▶ [Passage for review]:

A Grand Rip-Off Of Grandville's Metamophoses Du Jour

by Stephen J. Gertz



In 1828-29, J.J. Grandville, (1803-1847), one of the most celebrated caricaturists of his era, published Les Metamorphoses du jour, a satire of the French bourgeoisie in which he depicted humans whose character was revealed by possessing the heads of beasts, with satiric captions to each lithographed plate. Extremely popular in its initial issue, it is amongst the rarest of all color-plate books.


It was so popular that within a very short time afterward two imitation editions were released by competing publishers in 1828, both designed by the same anonymous artist, Hippolyte Jean-Baptiste Garnerey. One of them, La Métempsycose réalisée (The Mental Metamorphoses Realized), recently passed through my hands.


La Métempsycose réalisée, containing twenty hand-colored lithographed plates, is even rarer than Les Metamorphoses du jour. Exceptionally scarce, with no copies recorded by OCLC/KVK in institutional holdings worldwide  and none at auction, according to ABPC, since at least 1928, it appears that most copies were broken up at an early date to individually sell the lithographs. Generally unknown and scarcely seen, these plates make their Internet (and likely everywhere else) debut on Booktryst.


Garnerey's second album of Grandville imitations is the equally scarce La Petite ménagerie (Paris, Piaget, s.d. [1828-1829]). Grandville bitterly complained about both the albums; they were so obviously and blatantly copycats of his work, down to Garnerey signing only his initial, "G," to some of the plates, which only added to the confusion and what was surely an effort by the publishers (Brussels: Chez Daems / Paris: Chez Méant) meant to deceive the public.


"Les Métamorphoses du jour ont, des leur apparition, provoqué de la part d'autres artistes des imitations, dont Grandville ne manqua pas de se plaindre. V. la planche 33 du recueil de 1829 qui porte cette légende: Il est assez de geais à  deux pieds comme lui... Grandville y fait allusion aux deux albums que publiait, ds 1828, Hippolyte Garnerey et qui sont les suivants: 1 La Metamorphoses réalisée, 20 planches lthographiées; les unes signées G..., la plupart non signées; les 10 premières planches portent l'adresse sivante: A Bruxelles chez Daems et à Oaris chez Meant fils, rue St-Antoine, no. 9. les pl. 11 à 20: A Paris,  chez Genty, éditeur, rue St-Jacques, no. 22 [1828-1829]" (Vicaire).

Little is known about Hippolyte Jean-Baptiste Garnerey (1787-1858) beyond that he was a French watercolor painter, engraver, and lithographer who debuted at the Salon in 1831. 


Grandville established the anthropomorphic human menagerie genre of caricature; Garnerey reinforced it.  In 1851, artist Amédée Varin (1818-1883) further explored the genre with L'Empire des Légumes aka Drôleries végétales; people as vegetables. The following year Varin illustrated Les Papillons Métamorphoses Terrestres des Peuples de l'Air; people as butterflies. These were not, however,  satires; Varin was a fantasist.

(Data drawn from a collection)
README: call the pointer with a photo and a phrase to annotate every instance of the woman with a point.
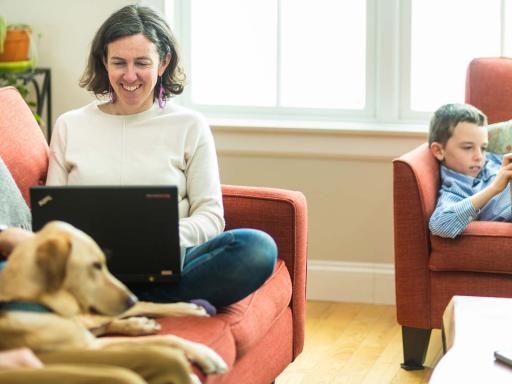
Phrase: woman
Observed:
(138, 138)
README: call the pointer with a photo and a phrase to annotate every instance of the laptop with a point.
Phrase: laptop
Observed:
(136, 226)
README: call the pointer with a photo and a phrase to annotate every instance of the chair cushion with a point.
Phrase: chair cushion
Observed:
(241, 325)
(483, 247)
(24, 149)
(252, 317)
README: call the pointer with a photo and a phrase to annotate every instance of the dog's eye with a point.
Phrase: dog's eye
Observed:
(97, 265)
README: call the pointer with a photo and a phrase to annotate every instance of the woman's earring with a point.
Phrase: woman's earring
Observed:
(113, 96)
(161, 97)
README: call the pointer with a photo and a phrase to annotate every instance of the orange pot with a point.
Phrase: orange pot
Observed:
(16, 46)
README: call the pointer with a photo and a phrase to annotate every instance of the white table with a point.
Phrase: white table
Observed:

▶ [What to do]:
#1 Write out the article on Grandville's imitators word for word, everything from "Grandville established the" down to "was a fantasist.".
#2 Decide whether each statement agrees with the article on Grandville's imitators, answering yes or no and quoting the deciding words from it: (a) La Métempsycose réalisée contains twenty hand-colored lithographed plates; (b) Garnerey debuted at the Salon in 1851; (c) Grandville approved of Garnerey's two albums.
#3 Proceed with the article on Grandville's imitators, picking up after its final sentence.

▶ [Answers for each item]:
#1
Grandville established the anthropomorphic human menagerie genre of caricature; Garnerey reinforced it.  In 1851, artist Amédée Varin (1818-1883) further explored the genre with L'Empire des Légumes aka Drôleries végétales; people as vegetables. The following year Varin illustrated Les Papillons Métamorphoses Terrestres des Peuples de l'Air; people as butterflies. These were not, however,  satires; Varin was a fantasist.

#2
(a) Yes: "La Métempsycose réalisée, containing twenty hand-colored lithographed plates"
(b) No: "debuted at the Salon in 1831"
(c) No: "Grandville bitterly complained about both the albums"

#3
Of Grandville's Les Metamorphoses du jour, Gordon N. Ray, whose The Art of the Illustrated Book In France 1700-1914 is the key reference, wrote, "This famous album, which established Grandville's early stye of bitter burlesque, has become rare. Indeed, it is known to many of his admirers only through the greatly inferior album of seventy wood-engraved reproductions published by Harvard in 1854… Lust, gluttony, anger, and the other deadly sins are stigmatized, now with the blow of a hammer, now with the thrust of a stiletto; while the foibles and humors of mankind also receive due attention. Throughout the series Grandville's choice of beast-heads is inspired; and the force of his conceptions and the wit of his captions rarely falter. Occasionally, he produces a design of universal application that calls Goya to mind, as in the bat and owl creatures bewildered by the sunshine of 'The light that hurts them' (no. 12). Perhaps his most terrifying plate is 'Ménagerie (no. 67), which shows four prison cells. In the first are complacent commercial offenders, enjoying all the comforts of home; in the second violent criminals, sly or stupid; in the third murderers, one with a countenance of the utmost ferocity; in the forth, political prisoners, quiet and despondent…Granville turned to direct political satire in his final plates, but the publication of his onslaughts on church ('Famille des scarabées' no. 72) and state ('Une bête féroce,' no. 73) was not permitted in France" (Ray).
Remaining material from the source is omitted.